-- AIM OF THE EXERCISE --
Copy the listing verbatim, excluding any images found in it.

Pointing dataset excerpts
◆ ◆ ◆ ◆ ◆
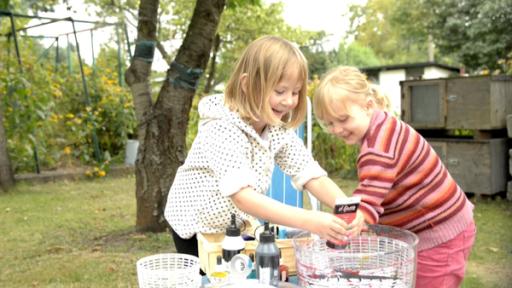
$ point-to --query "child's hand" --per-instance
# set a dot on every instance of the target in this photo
(328, 226)
(357, 225)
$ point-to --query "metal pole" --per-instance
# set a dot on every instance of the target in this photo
(57, 55)
(13, 32)
(96, 146)
(127, 41)
(119, 60)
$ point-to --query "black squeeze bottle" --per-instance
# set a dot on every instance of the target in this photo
(267, 258)
(233, 243)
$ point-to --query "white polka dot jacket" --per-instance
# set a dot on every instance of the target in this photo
(228, 155)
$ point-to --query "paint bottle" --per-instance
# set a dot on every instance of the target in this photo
(267, 258)
(233, 243)
(219, 275)
(252, 275)
(345, 209)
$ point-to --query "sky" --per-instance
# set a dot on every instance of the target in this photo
(319, 15)
(327, 15)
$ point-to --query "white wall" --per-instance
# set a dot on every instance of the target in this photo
(389, 82)
(435, 72)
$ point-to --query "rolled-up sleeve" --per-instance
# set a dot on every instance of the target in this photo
(295, 160)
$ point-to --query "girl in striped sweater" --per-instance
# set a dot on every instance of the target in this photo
(402, 181)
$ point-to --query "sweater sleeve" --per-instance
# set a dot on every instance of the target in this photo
(376, 178)
(295, 160)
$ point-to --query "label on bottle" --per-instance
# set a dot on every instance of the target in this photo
(228, 254)
(267, 269)
(345, 209)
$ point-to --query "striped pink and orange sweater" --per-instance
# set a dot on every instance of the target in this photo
(403, 183)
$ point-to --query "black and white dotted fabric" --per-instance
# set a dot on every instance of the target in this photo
(226, 156)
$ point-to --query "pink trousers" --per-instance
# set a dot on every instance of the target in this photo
(443, 266)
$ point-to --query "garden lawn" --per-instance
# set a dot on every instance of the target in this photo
(81, 234)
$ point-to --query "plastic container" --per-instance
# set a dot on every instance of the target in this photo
(382, 257)
(171, 270)
(267, 258)
(233, 243)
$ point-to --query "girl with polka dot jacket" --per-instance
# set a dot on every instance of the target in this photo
(241, 135)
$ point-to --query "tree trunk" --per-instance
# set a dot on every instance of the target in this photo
(163, 125)
(6, 175)
(211, 74)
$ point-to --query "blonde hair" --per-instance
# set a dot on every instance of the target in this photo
(265, 61)
(345, 84)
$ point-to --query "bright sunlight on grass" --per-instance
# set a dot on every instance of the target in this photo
(81, 234)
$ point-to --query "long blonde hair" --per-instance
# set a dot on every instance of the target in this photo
(342, 85)
(265, 61)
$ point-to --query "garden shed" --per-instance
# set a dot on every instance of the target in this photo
(388, 77)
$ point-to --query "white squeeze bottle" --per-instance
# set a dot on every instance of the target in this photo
(267, 258)
(233, 242)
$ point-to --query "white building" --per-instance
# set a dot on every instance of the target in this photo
(388, 77)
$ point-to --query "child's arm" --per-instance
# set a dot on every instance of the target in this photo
(325, 190)
(326, 225)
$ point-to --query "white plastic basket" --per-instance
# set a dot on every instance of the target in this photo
(171, 270)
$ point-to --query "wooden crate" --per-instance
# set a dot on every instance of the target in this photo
(209, 246)
(478, 166)
(477, 102)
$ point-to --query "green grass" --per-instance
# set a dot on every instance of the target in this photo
(81, 234)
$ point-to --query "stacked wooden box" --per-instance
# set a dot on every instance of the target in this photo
(464, 119)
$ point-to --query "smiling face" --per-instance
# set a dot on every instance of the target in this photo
(282, 99)
(349, 121)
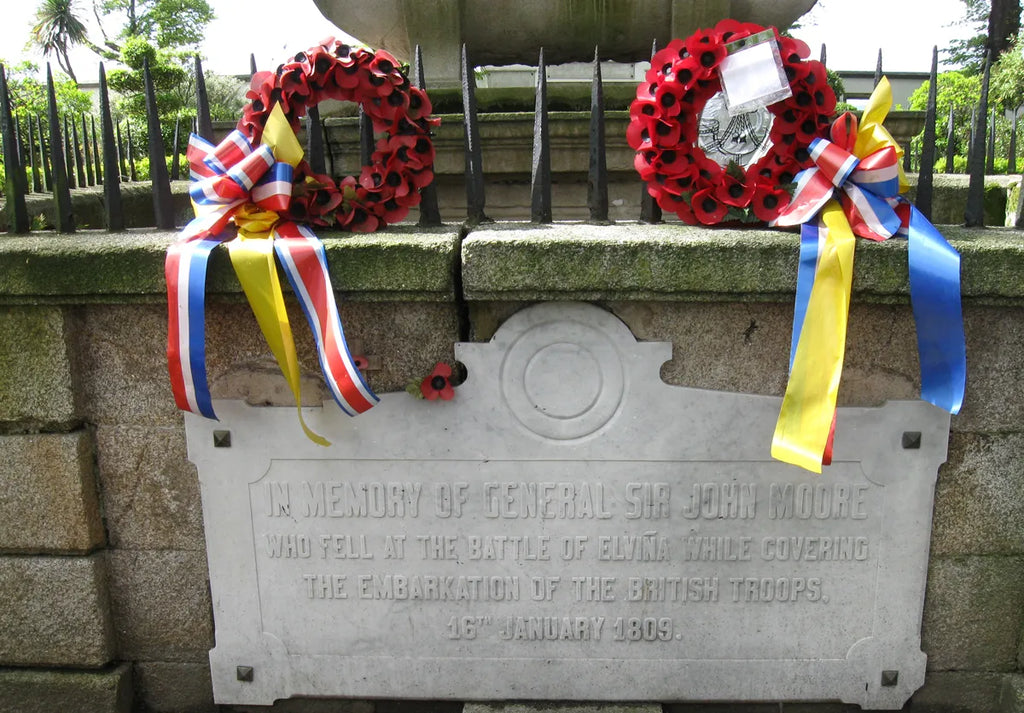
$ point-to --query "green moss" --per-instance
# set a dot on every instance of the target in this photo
(511, 261)
(679, 262)
(402, 263)
(562, 96)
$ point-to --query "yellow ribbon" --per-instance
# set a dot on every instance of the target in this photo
(805, 420)
(871, 135)
(253, 258)
(809, 404)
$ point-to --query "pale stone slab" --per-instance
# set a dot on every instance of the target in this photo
(568, 528)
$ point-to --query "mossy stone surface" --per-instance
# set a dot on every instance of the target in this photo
(26, 690)
(517, 261)
(401, 263)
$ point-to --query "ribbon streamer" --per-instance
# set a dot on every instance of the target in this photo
(250, 186)
(854, 190)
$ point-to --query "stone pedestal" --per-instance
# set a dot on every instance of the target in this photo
(505, 32)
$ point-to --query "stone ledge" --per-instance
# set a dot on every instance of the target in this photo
(633, 261)
(509, 261)
(27, 690)
(400, 263)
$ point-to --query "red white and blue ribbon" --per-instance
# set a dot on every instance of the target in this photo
(237, 182)
(859, 168)
(302, 256)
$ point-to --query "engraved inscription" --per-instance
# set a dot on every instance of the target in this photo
(616, 555)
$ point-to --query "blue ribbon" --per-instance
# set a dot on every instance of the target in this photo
(199, 257)
(935, 296)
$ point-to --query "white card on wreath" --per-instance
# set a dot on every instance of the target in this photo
(753, 76)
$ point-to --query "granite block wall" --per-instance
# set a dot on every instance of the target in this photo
(102, 567)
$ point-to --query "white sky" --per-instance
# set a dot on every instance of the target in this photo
(849, 29)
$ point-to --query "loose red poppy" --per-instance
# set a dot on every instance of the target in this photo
(438, 383)
(403, 158)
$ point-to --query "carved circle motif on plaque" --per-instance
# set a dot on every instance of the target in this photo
(562, 380)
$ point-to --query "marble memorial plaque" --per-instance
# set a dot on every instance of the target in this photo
(567, 528)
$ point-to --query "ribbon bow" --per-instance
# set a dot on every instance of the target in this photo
(251, 186)
(854, 190)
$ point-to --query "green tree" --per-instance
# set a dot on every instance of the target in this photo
(28, 93)
(1008, 79)
(994, 24)
(956, 89)
(57, 29)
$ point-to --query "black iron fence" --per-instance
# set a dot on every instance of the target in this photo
(85, 157)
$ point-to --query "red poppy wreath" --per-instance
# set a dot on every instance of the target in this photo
(403, 156)
(666, 124)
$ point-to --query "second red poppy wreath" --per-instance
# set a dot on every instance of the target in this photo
(665, 126)
(403, 156)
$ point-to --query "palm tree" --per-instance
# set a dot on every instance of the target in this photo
(58, 29)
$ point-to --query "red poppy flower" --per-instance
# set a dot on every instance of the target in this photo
(707, 50)
(438, 384)
(676, 163)
(707, 207)
(295, 84)
(734, 193)
(768, 202)
(667, 134)
(793, 50)
(686, 72)
(731, 30)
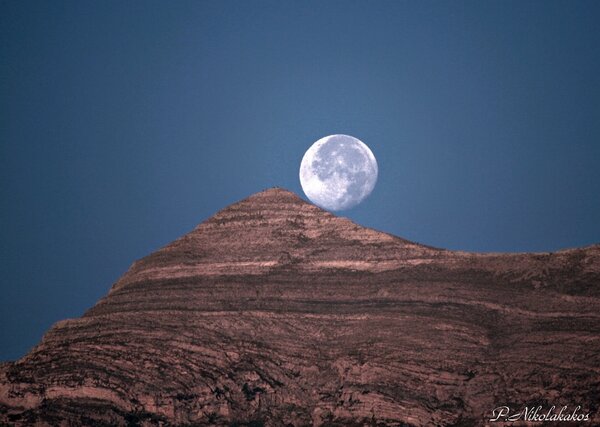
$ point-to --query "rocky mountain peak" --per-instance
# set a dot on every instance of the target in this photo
◆ ◆ ◆ ◆ ◆
-- SOLUTION BELOW --
$ point-to --query "child's hand" --per-instance
# set a dot on every instance of the target in this photo
(328, 226)
(357, 225)
$ point-to --query "metal pole" --per-instance
# set a dot on every instance of the target in this photo
(57, 55)
(13, 32)
(96, 146)
(127, 41)
(119, 60)
$ point-to --query "black squeeze bottle" --per-instance
# set a dot on every instance of the target in this photo
(267, 258)
(233, 243)
$ point-to --query "white polka dot jacket" --per-instance
# set a dot on every instance of the target in this photo
(228, 155)
$ point-to --query "paint bottle" --per-instance
# set a dot on every instance of the target in this photo
(267, 258)
(233, 243)
(219, 275)
(252, 275)
(345, 209)
$ point-to --query "sky" --per-instance
# set a dot on every instance of the target in this photo
(319, 15)
(327, 15)
$ point-to --query "white wall" --per-instance
# set a dot on every instance of the target in this photo
(389, 82)
(435, 72)
$ point-to --query "rolled-up sleeve" --per-instance
# set a dot on every instance of the target in this photo
(295, 160)
$ point-to --query "girl in striped sweater" --per-instance
# set a dot on every instance of the target in this photo
(402, 181)
$ point-to --query "sweater sleeve" --per-instance
# set a dot on every instance of the target in this photo
(376, 178)
(295, 160)
$ point-to --query "label on bottle" --per-instance
# set a dot on every instance of the target in this photo
(228, 254)
(267, 269)
(345, 209)
$ point-to --query "striped pink and orange sweater" --per-instance
# set a dot on every instance of the target in this photo
(403, 183)
$ point-to --query "black and white dotted fabric" --per-instance
# set a dot on every instance of the target in this photo
(226, 156)
$ point-to --query "pink trousers" --per-instance
# set a dot on every instance of the target in this photo
(443, 266)
$ point-to --query "garden lawn" --per-instance
# set a dot on every instance of the target in this photo
(81, 234)
$ point-to --query "plastic container" --per-instance
# set a dot on every instance of the target in this photo
(382, 257)
(171, 270)
(267, 258)
(233, 243)
$ point-to --query "girl with polka dot jacket" --per-instance
# set a dot on every instance of the target in this photo
(241, 135)
$ point-to --query "tree trunk" --per-instance
# set a dot on every instance of the target in this photo
(163, 125)
(6, 175)
(211, 74)
$ point-to --query "blonde hair" --per-instance
# set a dot on every instance of the target in this photo
(265, 61)
(345, 84)
$ point-to --query "bright sunlight on grass" --per-instance
# set a dot on every instance of the target in this photo
(81, 234)
$ point-to --query "long blonde hair" --per-instance
# set a dot on every instance of the target in this photo
(342, 85)
(265, 61)
$ point-to --query "garden shed" --per-instance
# set a dot on every instance of the target in this photo
(388, 77)
$ point-to --query "white squeeze bottle" --per-instance
# set a dot on every instance of the target in this photo
(267, 258)
(233, 242)
$ point-to --query "white building" --per-instance
# set a dot on every instance of the target in this photo
(388, 77)
$ point-to --query "child's arm" --per-instance
# set a dot on every instance of the target in this photo
(325, 190)
(326, 225)
$ point-to --query "white plastic basket" --per-instance
# set a dot on every instance of the target in this photo
(171, 270)
$ point-to --query "wooden crate" --per-instance
# set a dot on every instance of the target in this photo
(209, 246)
(478, 166)
(477, 102)
$ point-to --query "green grass" --per-instance
# set a dot on every instance of the target in this photo
(81, 234)
$ point-to --query "stacked wooden box" --per-instance
# set a dot on every instance of the target in this photo
(464, 119)
$ point-to --query "smiling face" --per-instance
# set a dot on every instance of the target in this photo
(282, 99)
(349, 121)
$ point-to --query "green moss" --per-instance
# set a dot on every instance of the target in this photo
(511, 261)
(679, 262)
(402, 263)
(562, 96)
$ point-to --query "yellow ribbon" --per-instance
# set a dot on every instance of the target in this photo
(805, 420)
(871, 135)
(253, 258)
(809, 404)
$ point-to --query "pale stone slab" --per-instance
# set a dot on every instance of the target in this photo
(568, 528)
$ point-to --query "mossy stone surface" --per-instance
# set a dot on every instance of the target in this photo
(26, 690)
(517, 261)
(401, 263)
$ point-to --query "ribbon streamer" --per-instance
# set a dot on every instance of the target in this photo
(250, 186)
(854, 190)
$ point-to --query "stone pedestal" --per-instance
# set a dot on every instance of the target in this photo
(505, 32)
$ point-to --query "stone ledge" --per-instance
# set a dot on every instance of the target in this photo
(633, 261)
(509, 261)
(27, 690)
(400, 263)
$ point-to --query "red white and blue ribbon" --per-instance
# set a dot on every instance of the target in this photo
(237, 182)
(859, 168)
(302, 256)
$ point-to --query "engraved inscription" --per-instance
# set a dot on every instance of the target in this photo
(616, 555)
$ point-to --query "blue ribbon" --per-instance
# set a dot on every instance of the target in this photo
(199, 257)
(935, 296)
$ point-to --query "white card on wreath" --per-instance
# set a dot on every instance of the target in this photo
(753, 76)
$ point-to --query "granite block wall" --per-instance
# set a dot on every instance of the target in this photo
(102, 567)
$ point-to --query "white sky" --per-instance
# set a dot on every instance of the target in this photo
(849, 29)
$ point-to --query "loose red poppy" --per-instance
# set a dot on every instance of the target in this photo
(438, 383)
(403, 158)
$ point-to --query "carved circle motif on plaque" --per-instance
# set a dot on every instance of the target in this photo
(562, 380)
$ point-to --query "marble memorial plaque" --per-instance
# set a dot on every instance of the target in this photo
(567, 528)
$ point-to --query "ribbon bow" --per-instance
# set a dot on every instance of the target in this photo
(251, 186)
(854, 190)
$ point-to --query "green tree" --per-instance
# set a dot on every instance of the target in this photo
(28, 93)
(1008, 79)
(994, 24)
(956, 89)
(57, 29)
$ point-to --query "black iron fence" --per-instance
# set a dot on every instance of the target in this photo
(85, 157)
$ point-to --query "red poppy wreath" --per-instance
# set a dot on every instance of the target in this photo
(403, 156)
(666, 124)
$ point-to --query "second red poppy wreath" --per-instance
# set a dot on every instance of the target in this photo
(665, 126)
(403, 156)
$ point-to --query "palm tree" --per-instance
# set a dot on every instance of the target in this photo
(58, 29)
$ point-to --query "red poppy flower" --per-instance
# set a dot on every instance of the target in this photo
(707, 50)
(438, 384)
(676, 163)
(707, 207)
(295, 84)
(734, 193)
(768, 202)
(667, 134)
(793, 50)
(686, 72)
(731, 30)
$ point-to --query "rocky mountain peak" --per-instance
# set a dot on every instance of the target in this photo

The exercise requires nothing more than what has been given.